> _Task A_
Find every line in the records that contains the word "dark" and copy each of those lines.
====== Passage to read ======
Lending transactions today involve many types of entities, such as corporations, limited partnerships, limited liability companies, and even business and land trusts—just to name a few. The laws and principles governing business organization, existence, and authority vary among each of these different entities. Even within one particular form of organization various permutations exist, such as differences in governance between a manager-managed limited liability company and a member-managed limited liability company. In addition to the restrictions and requirements imposed by state law, the proliferation of securitized lending, subject to review by rating agencies such as Fitch, Moody’s, and Standard & Poor’s, has led to an increase in the amount of “self-imposed” restrictions and limitations placed in borrowers’ organizational documents. As a result, the role of lender’s counsel in reviewing organizational documents does not always consist merely of reviewing a simple set of bylaws and articles of incorporation and a one-page corporate resolution and incumbency certificate.
Lender’s counsel should not downplay its role in reviewing organizational documents and should not rely on a legal opinion from borrower’s counsel as to the due organization of the borrower and the proper authorization of the loan transaction, because there is no guarantee that borrower’s counsel has been diligent in rendering the opinion. A lawsuit against the borrower’s counsel for negligently rendering an opinion may provide little comfort to a lender client and may result in a malpractice suit against lender’s counsel for failing to ensure that the loan was duly authorized.
This article addresses the role of a lender’s-counsel in reviewing and analyzing organizational and authorization documents (for the purposes of this article referred to collectively as “organizational documents”) in a real-estate-secured loan transaction, the items that lender’s counsel should request and review, and areas of particular concern that lender’s counsel should be aware in reviewing organizational documents.
====== Provided records ======
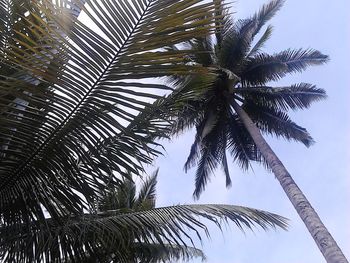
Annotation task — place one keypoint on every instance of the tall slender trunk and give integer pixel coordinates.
(324, 240)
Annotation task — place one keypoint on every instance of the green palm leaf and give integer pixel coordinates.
(79, 238)
(297, 96)
(84, 94)
(263, 67)
(278, 123)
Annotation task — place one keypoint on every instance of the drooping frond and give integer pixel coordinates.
(211, 153)
(265, 13)
(166, 253)
(240, 144)
(87, 89)
(146, 198)
(260, 43)
(264, 68)
(298, 96)
(109, 234)
(276, 122)
(237, 41)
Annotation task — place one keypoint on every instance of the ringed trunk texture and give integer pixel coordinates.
(324, 240)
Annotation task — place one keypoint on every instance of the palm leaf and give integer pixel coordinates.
(278, 123)
(263, 67)
(298, 96)
(166, 253)
(52, 156)
(81, 237)
(260, 43)
(146, 198)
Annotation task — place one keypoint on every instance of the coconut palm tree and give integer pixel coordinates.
(127, 227)
(66, 87)
(231, 108)
(82, 85)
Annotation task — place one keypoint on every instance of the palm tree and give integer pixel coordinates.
(126, 227)
(78, 87)
(85, 85)
(232, 107)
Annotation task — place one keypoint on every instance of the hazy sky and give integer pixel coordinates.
(321, 171)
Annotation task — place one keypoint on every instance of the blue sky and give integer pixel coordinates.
(321, 171)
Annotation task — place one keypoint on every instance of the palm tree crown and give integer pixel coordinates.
(125, 226)
(243, 73)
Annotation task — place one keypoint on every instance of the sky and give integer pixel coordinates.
(321, 171)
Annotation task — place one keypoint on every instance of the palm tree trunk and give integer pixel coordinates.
(324, 240)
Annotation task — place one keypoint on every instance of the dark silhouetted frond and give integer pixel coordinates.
(278, 123)
(106, 235)
(298, 96)
(264, 68)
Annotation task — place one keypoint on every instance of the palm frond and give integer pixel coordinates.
(240, 144)
(266, 12)
(88, 73)
(211, 153)
(263, 67)
(297, 96)
(146, 198)
(80, 237)
(260, 43)
(166, 253)
(238, 39)
(278, 123)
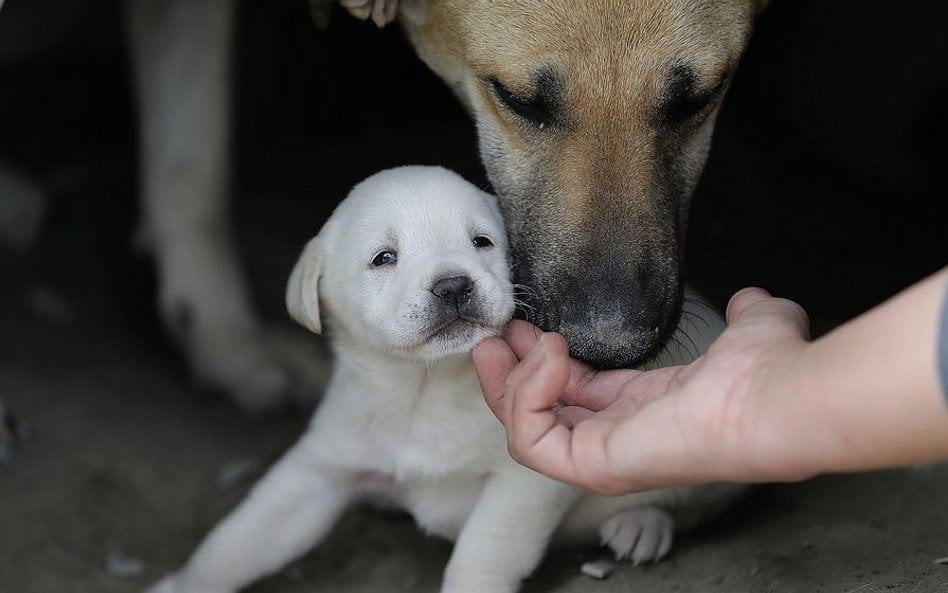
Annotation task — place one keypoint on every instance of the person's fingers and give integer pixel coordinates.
(536, 436)
(587, 387)
(743, 300)
(782, 317)
(494, 361)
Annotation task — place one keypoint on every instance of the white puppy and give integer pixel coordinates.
(408, 274)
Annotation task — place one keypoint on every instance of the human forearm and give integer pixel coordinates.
(868, 394)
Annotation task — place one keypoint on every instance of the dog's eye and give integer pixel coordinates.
(684, 108)
(529, 108)
(683, 103)
(384, 258)
(481, 241)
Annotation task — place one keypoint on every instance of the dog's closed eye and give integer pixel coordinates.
(682, 102)
(532, 109)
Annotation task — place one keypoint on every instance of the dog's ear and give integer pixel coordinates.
(302, 289)
(382, 12)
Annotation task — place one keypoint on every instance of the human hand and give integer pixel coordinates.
(723, 417)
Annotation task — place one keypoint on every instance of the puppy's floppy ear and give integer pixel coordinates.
(302, 289)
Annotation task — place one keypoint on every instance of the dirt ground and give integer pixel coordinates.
(827, 184)
(126, 457)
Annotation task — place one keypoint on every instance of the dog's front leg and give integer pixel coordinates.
(181, 51)
(292, 508)
(507, 533)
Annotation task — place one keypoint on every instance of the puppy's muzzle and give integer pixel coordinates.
(455, 293)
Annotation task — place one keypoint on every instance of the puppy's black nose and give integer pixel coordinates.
(454, 291)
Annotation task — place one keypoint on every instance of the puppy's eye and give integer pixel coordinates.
(481, 241)
(385, 258)
(532, 109)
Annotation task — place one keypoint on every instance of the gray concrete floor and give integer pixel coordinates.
(126, 454)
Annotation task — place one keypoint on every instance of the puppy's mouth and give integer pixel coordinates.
(457, 328)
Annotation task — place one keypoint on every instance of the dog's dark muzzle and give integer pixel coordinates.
(616, 322)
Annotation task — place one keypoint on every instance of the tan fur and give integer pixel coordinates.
(595, 201)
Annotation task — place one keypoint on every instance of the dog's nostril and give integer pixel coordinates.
(455, 289)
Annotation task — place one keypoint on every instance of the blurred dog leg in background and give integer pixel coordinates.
(181, 53)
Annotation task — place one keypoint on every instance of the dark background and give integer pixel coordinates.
(827, 183)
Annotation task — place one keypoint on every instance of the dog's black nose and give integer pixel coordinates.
(454, 291)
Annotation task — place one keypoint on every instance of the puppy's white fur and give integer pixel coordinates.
(404, 416)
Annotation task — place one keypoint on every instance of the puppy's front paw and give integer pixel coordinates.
(382, 12)
(173, 584)
(642, 535)
(169, 584)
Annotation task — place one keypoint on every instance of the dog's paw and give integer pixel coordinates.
(261, 370)
(641, 535)
(382, 12)
(12, 434)
(173, 583)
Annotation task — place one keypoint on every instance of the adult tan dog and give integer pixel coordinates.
(408, 274)
(594, 120)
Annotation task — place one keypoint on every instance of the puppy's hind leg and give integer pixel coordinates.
(181, 52)
(291, 509)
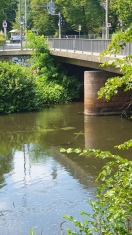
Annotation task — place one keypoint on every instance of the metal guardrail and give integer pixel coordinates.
(82, 45)
(85, 45)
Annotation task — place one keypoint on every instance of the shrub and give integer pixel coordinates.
(17, 89)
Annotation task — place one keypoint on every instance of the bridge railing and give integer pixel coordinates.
(85, 45)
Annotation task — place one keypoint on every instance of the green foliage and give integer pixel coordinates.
(53, 86)
(112, 210)
(17, 89)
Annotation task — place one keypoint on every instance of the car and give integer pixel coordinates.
(15, 39)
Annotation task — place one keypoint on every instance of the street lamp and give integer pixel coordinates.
(51, 10)
(25, 17)
(106, 21)
(21, 22)
(105, 6)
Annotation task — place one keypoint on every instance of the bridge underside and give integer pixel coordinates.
(83, 59)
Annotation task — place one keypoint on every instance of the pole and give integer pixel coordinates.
(5, 33)
(21, 23)
(25, 17)
(59, 25)
(106, 26)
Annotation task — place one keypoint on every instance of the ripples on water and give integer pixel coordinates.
(38, 185)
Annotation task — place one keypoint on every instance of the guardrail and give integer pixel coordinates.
(85, 45)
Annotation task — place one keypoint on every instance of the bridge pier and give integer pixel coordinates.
(93, 81)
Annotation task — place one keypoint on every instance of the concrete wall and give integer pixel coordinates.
(93, 81)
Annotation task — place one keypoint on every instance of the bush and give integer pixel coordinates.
(112, 210)
(17, 89)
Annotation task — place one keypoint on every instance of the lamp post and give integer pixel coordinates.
(106, 21)
(51, 10)
(21, 22)
(25, 17)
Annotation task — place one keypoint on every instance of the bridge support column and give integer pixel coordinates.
(93, 81)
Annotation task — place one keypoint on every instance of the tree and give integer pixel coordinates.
(112, 85)
(121, 10)
(112, 210)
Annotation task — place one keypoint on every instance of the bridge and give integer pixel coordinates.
(84, 53)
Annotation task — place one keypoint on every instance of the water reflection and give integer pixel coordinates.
(39, 184)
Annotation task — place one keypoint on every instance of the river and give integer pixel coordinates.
(38, 184)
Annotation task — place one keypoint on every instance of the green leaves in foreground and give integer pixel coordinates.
(112, 210)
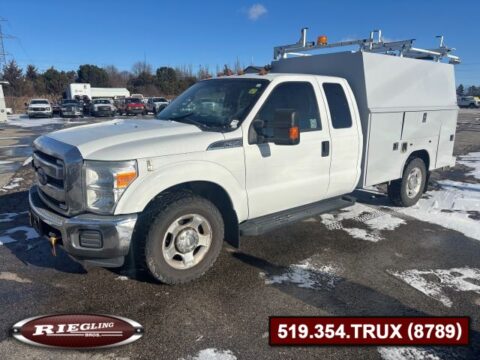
======
> _Task B_
List the rating agencies named in the passage about lender's counsel reviewing organizational documents.

> _Exercise solution A_
Annotation task — place one keypoint on every instance of the dark silhouetted frond and give integer pixel coordinates.
Annotation task — place one keypoint on every instance of the dog's dark muzzle and give integer pixel coordinates.
Annotation task — place one keypoint on every instance of the dark background and give integer pixel coordinates.

> _Exercise solution B_
Fitch
Moody’s
Standard & Poor’s